Records supplied:

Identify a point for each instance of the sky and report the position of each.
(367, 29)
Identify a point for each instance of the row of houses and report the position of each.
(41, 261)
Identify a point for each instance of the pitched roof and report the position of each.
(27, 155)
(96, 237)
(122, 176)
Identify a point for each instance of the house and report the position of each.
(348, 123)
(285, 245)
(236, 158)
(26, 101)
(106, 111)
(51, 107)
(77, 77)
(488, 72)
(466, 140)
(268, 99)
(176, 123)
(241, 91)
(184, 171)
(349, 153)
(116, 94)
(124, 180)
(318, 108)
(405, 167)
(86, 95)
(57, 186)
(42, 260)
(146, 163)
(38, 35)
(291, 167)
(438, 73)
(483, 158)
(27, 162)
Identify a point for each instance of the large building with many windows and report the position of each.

---

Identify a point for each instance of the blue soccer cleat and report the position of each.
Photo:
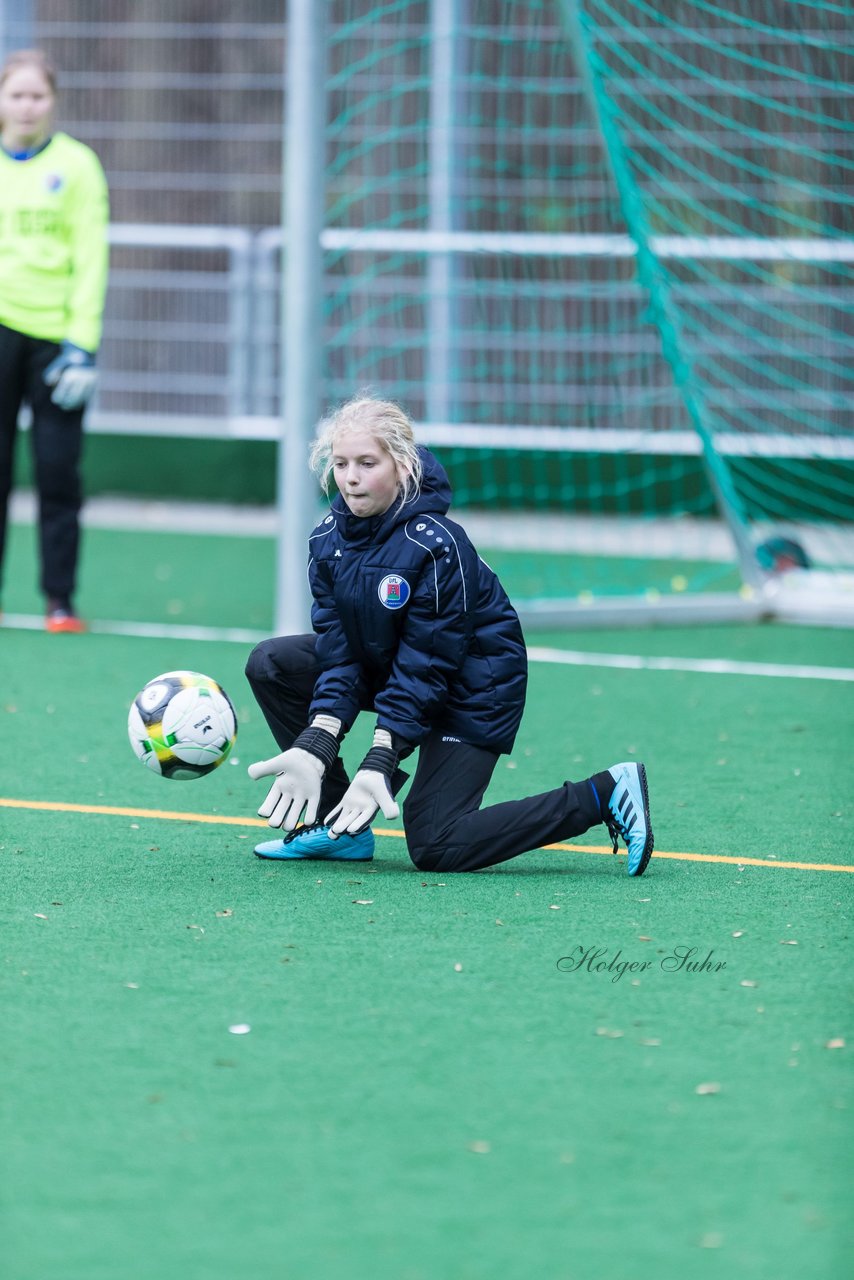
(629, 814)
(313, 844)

Exercise: Print exactly the lines of the listing above starting at the line containing "Identify a point for each instance of the sky" and ending at the line containing "Identify a point for each instance of the large", both included.

Task solution:
Identify a point for each instance of the sky and report the position of each.
(367, 29)
Identify a point for each instance of the row of houses and report the position of each.
(41, 261)
Identify a point for each instance of the pitched roof and report the position of each.
(27, 155)
(96, 237)
(122, 176)
Identify a point for each instance of the house and report the position of each.
(348, 123)
(285, 245)
(236, 158)
(26, 101)
(106, 111)
(51, 107)
(77, 77)
(488, 72)
(466, 140)
(268, 99)
(176, 123)
(241, 91)
(184, 171)
(349, 153)
(116, 94)
(124, 180)
(318, 108)
(405, 167)
(86, 95)
(57, 186)
(42, 260)
(146, 163)
(38, 35)
(291, 167)
(438, 73)
(483, 158)
(27, 162)
Identify a point for each instance of the large building with many windows and report the position of each.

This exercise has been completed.